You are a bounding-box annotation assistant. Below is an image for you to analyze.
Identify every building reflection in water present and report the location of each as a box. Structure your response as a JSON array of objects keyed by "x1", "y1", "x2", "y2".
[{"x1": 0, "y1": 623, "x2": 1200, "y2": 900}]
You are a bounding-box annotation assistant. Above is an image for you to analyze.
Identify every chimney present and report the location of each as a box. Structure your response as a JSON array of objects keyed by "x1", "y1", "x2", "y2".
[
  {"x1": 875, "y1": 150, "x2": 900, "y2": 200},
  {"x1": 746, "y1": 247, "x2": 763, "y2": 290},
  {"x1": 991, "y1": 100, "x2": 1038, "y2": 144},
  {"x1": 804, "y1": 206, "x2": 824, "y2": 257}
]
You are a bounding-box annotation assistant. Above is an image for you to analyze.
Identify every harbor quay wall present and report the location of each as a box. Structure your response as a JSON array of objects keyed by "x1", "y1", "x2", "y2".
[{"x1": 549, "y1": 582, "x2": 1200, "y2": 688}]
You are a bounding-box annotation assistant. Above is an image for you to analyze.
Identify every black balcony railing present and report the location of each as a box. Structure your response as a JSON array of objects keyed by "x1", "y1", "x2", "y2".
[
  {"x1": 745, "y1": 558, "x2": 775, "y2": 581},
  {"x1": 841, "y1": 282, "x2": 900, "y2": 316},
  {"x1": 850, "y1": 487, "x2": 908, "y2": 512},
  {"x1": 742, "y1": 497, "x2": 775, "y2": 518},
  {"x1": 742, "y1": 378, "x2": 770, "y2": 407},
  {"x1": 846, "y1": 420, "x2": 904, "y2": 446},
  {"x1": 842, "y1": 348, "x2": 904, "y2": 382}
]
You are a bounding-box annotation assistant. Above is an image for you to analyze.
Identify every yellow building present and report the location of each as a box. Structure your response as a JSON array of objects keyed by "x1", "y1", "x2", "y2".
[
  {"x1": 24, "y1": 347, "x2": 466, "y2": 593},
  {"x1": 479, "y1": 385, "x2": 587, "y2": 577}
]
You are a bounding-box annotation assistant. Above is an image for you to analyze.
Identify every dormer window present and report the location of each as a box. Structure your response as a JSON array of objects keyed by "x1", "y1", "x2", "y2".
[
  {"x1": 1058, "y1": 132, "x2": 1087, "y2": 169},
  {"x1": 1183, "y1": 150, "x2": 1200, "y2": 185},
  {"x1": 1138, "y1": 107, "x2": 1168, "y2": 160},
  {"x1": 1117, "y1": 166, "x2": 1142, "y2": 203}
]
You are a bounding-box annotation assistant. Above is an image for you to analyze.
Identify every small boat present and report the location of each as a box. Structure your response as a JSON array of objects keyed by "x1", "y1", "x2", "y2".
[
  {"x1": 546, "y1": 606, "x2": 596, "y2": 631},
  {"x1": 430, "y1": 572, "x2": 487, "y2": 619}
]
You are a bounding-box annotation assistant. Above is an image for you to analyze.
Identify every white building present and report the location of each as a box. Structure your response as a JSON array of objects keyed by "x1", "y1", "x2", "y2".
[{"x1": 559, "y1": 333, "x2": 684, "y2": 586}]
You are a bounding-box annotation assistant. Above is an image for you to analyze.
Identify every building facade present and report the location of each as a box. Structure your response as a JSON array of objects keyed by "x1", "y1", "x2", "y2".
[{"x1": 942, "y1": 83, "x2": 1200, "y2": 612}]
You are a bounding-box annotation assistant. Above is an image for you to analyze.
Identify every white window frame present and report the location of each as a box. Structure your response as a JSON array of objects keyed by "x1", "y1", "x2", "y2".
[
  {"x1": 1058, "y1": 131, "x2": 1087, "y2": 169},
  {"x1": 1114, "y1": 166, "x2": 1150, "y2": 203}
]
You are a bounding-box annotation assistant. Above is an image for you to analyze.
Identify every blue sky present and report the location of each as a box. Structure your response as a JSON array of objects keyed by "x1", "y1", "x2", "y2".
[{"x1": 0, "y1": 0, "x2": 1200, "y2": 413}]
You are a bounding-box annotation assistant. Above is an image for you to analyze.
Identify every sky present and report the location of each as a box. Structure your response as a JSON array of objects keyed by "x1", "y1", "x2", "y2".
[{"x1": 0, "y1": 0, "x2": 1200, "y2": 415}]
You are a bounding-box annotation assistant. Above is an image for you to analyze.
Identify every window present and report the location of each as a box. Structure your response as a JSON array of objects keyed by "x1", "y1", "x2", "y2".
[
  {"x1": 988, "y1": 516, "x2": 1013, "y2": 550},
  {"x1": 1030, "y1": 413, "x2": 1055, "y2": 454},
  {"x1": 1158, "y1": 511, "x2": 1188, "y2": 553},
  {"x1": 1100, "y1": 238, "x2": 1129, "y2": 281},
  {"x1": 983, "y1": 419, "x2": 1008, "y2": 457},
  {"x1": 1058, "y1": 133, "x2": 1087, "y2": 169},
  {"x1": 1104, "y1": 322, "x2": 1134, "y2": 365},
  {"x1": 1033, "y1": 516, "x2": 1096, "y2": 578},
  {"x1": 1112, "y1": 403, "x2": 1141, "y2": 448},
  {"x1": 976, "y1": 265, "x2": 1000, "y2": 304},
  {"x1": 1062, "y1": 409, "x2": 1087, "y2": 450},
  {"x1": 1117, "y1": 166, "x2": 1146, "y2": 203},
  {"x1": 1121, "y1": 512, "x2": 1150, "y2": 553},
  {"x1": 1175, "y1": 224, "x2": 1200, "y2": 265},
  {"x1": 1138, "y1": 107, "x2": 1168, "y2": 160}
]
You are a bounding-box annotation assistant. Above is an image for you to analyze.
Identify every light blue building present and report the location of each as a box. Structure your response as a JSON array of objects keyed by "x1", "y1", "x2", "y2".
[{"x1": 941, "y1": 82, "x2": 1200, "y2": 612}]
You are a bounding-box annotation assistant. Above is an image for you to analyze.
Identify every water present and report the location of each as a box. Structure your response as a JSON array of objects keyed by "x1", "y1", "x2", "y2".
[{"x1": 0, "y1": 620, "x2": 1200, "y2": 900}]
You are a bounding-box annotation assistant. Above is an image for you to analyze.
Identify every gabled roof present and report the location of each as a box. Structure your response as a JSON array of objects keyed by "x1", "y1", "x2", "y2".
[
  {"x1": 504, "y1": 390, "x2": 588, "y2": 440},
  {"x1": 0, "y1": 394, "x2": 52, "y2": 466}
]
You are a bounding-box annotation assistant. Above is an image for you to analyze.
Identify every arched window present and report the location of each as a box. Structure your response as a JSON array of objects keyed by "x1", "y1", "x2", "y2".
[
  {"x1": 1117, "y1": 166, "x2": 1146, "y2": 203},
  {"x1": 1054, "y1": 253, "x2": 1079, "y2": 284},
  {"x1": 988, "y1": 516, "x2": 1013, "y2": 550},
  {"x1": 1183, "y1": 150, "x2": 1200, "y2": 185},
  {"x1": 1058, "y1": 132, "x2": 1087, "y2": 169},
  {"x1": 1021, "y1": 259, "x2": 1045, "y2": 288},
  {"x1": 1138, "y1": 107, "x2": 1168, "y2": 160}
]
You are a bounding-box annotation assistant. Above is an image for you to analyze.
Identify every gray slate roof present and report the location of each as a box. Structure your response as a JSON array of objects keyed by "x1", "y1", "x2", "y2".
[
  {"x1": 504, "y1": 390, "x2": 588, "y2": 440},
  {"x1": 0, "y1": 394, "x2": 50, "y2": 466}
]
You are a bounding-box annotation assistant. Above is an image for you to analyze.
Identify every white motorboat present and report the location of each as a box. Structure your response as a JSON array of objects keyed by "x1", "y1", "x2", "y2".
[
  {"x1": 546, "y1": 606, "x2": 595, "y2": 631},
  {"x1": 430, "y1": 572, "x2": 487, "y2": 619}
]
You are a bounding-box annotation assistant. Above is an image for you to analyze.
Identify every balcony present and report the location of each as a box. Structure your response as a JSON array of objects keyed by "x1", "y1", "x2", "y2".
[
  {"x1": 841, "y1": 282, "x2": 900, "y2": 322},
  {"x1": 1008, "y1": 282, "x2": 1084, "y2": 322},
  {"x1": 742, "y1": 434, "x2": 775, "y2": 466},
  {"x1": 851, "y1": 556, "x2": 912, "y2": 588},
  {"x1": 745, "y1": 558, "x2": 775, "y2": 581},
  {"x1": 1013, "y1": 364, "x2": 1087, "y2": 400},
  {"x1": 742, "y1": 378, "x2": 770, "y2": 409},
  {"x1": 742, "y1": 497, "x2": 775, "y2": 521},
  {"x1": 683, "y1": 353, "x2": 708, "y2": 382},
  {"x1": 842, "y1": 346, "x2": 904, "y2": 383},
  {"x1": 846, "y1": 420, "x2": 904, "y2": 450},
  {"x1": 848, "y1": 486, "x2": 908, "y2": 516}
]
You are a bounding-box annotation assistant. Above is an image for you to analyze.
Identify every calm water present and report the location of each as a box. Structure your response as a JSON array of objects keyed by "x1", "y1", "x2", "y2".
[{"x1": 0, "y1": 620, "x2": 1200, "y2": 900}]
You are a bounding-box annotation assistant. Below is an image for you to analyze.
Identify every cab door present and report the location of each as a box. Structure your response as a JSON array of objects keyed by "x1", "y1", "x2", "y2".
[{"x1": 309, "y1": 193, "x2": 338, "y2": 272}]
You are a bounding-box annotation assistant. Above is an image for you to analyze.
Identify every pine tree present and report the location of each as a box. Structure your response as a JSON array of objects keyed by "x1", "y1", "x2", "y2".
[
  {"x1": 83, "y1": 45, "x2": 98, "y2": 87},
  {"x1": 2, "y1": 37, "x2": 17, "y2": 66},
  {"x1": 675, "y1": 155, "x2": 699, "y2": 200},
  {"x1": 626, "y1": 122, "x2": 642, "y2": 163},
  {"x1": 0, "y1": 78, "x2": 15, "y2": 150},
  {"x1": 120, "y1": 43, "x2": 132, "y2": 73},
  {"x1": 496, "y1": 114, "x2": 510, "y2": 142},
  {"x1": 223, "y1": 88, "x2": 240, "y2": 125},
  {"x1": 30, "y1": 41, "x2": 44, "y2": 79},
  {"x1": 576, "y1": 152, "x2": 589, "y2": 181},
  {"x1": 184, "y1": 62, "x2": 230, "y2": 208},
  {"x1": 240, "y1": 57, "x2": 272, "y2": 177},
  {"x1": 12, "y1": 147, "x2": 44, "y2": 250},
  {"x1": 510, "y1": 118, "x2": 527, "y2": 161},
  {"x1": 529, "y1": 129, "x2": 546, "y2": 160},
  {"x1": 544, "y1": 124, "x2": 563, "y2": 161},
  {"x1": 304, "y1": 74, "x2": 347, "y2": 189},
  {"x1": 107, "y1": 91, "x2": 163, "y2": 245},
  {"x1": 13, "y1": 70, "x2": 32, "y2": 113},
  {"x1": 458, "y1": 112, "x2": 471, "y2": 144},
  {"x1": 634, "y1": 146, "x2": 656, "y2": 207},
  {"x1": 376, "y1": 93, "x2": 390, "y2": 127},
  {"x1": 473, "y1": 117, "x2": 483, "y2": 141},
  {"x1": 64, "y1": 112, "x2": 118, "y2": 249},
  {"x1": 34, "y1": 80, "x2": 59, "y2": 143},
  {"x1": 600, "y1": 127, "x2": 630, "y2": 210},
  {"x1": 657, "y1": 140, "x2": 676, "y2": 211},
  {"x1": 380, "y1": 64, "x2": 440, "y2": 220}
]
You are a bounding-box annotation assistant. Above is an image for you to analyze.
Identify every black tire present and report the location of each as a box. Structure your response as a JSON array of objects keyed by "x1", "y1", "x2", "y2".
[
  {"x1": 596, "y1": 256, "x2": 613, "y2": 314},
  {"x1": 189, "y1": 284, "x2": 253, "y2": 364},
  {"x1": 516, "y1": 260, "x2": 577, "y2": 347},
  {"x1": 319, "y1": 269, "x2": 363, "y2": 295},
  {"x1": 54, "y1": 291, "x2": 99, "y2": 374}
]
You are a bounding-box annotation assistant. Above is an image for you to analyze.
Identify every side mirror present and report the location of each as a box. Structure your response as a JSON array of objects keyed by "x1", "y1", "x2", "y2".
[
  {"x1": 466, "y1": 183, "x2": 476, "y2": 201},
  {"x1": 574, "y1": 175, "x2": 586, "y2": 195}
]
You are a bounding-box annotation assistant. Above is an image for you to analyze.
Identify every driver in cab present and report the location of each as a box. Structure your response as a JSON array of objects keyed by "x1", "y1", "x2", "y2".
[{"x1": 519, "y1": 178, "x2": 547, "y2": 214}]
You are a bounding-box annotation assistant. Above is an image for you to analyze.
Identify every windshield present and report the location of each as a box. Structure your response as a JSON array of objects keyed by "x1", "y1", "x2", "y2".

GOAL
Count the lines in the listing above that contain the string "water", treating uppercase and lowercase letters as different. Reply with the number alone.

RESULT FOR THIS TASK
3